**Task data:**
Segment Open
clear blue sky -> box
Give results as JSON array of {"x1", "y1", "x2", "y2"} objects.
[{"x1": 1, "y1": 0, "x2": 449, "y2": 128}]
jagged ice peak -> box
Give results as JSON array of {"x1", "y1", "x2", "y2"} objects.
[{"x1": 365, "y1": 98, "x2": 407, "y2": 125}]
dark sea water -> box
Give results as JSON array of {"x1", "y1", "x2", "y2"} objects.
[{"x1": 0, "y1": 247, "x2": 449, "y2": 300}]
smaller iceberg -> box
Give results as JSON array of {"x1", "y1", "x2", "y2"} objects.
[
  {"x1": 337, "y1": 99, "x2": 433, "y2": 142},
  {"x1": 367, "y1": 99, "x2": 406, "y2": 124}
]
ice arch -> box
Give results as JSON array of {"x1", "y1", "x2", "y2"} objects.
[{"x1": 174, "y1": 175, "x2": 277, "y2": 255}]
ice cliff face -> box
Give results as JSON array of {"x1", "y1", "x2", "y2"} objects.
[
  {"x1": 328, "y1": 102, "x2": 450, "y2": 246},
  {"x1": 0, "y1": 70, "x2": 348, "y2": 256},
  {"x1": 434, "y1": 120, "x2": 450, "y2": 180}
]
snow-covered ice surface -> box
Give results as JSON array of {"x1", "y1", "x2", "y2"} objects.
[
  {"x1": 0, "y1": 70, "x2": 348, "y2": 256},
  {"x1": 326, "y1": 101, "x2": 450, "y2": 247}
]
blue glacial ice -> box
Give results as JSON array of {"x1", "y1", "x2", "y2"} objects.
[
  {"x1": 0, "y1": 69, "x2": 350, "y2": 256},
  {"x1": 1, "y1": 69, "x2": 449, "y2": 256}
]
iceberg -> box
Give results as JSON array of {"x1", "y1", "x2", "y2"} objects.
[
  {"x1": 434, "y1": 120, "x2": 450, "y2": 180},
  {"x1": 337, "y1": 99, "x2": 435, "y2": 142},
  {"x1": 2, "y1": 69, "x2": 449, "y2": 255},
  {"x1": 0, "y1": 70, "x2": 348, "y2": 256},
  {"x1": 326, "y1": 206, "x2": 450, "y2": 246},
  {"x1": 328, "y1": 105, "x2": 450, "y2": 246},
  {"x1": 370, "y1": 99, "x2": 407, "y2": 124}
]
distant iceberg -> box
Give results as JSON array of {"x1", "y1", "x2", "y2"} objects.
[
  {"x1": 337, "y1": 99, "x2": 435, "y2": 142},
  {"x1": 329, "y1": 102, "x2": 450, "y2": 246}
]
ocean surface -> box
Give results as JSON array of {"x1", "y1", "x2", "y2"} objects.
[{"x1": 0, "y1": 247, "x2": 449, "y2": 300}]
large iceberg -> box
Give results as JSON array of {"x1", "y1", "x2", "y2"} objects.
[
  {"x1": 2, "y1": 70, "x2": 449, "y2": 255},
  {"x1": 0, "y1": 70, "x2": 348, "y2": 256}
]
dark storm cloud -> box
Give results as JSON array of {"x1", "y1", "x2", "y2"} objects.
Segment Closed
**Exercise aim:** All of the material above should be repeated word for word.

**Reply:**
clear blue sky -> box
Give results as JSON array of {"x1", "y1", "x2", "y2"} objects.
[{"x1": 1, "y1": 0, "x2": 449, "y2": 128}]
jagged ice peak -> box
Give results as JSON array of {"x1", "y1", "x2", "y2"} objects.
[{"x1": 365, "y1": 98, "x2": 407, "y2": 125}]
dark sea water -> box
Give results as JSON array of {"x1", "y1", "x2", "y2"} objects.
[{"x1": 0, "y1": 247, "x2": 449, "y2": 300}]
smaller iceberg -> box
Give results as JSON array of {"x1", "y1", "x2", "y2"} objects.
[
  {"x1": 337, "y1": 99, "x2": 433, "y2": 142},
  {"x1": 367, "y1": 99, "x2": 406, "y2": 124}
]
ice arch -> box
Give results as JSON array of {"x1", "y1", "x2", "y2"} objects.
[{"x1": 174, "y1": 175, "x2": 277, "y2": 255}]
ice cliff face -> box
Give results as JSON array of {"x1", "y1", "x2", "y2"} objects.
[
  {"x1": 328, "y1": 102, "x2": 450, "y2": 246},
  {"x1": 0, "y1": 70, "x2": 348, "y2": 256},
  {"x1": 434, "y1": 120, "x2": 450, "y2": 180}
]
snow-covered ice surface -> box
Give results as JSON array of {"x1", "y1", "x2", "y2"} objects.
[
  {"x1": 0, "y1": 70, "x2": 348, "y2": 256},
  {"x1": 326, "y1": 101, "x2": 450, "y2": 247}
]
blue glacial ice -> box
Give results as JSON array of {"x1", "y1", "x2", "y2"} objects.
[
  {"x1": 0, "y1": 69, "x2": 350, "y2": 256},
  {"x1": 1, "y1": 69, "x2": 449, "y2": 256}
]
iceberg -> box
Give results as JSON array of {"x1", "y1", "x2", "y2"} objects.
[
  {"x1": 434, "y1": 120, "x2": 450, "y2": 180},
  {"x1": 337, "y1": 99, "x2": 435, "y2": 142},
  {"x1": 2, "y1": 69, "x2": 449, "y2": 255},
  {"x1": 0, "y1": 70, "x2": 348, "y2": 256},
  {"x1": 326, "y1": 206, "x2": 450, "y2": 246},
  {"x1": 328, "y1": 105, "x2": 450, "y2": 246},
  {"x1": 370, "y1": 99, "x2": 407, "y2": 124}
]
distant iceberg -> box
Give results as JSON array of {"x1", "y1", "x2", "y2"} objects.
[
  {"x1": 337, "y1": 99, "x2": 435, "y2": 142},
  {"x1": 329, "y1": 102, "x2": 450, "y2": 246}
]
ocean surface -> box
Give results as JSON array of {"x1", "y1", "x2", "y2"} objects.
[{"x1": 0, "y1": 247, "x2": 449, "y2": 300}]
large iceberg -> box
Give results as JSON array of {"x1", "y1", "x2", "y2"} objects.
[
  {"x1": 2, "y1": 70, "x2": 449, "y2": 255},
  {"x1": 0, "y1": 70, "x2": 348, "y2": 256}
]
dark storm cloud -> box
Give results as JSON array of {"x1", "y1", "x2", "y2"} objects.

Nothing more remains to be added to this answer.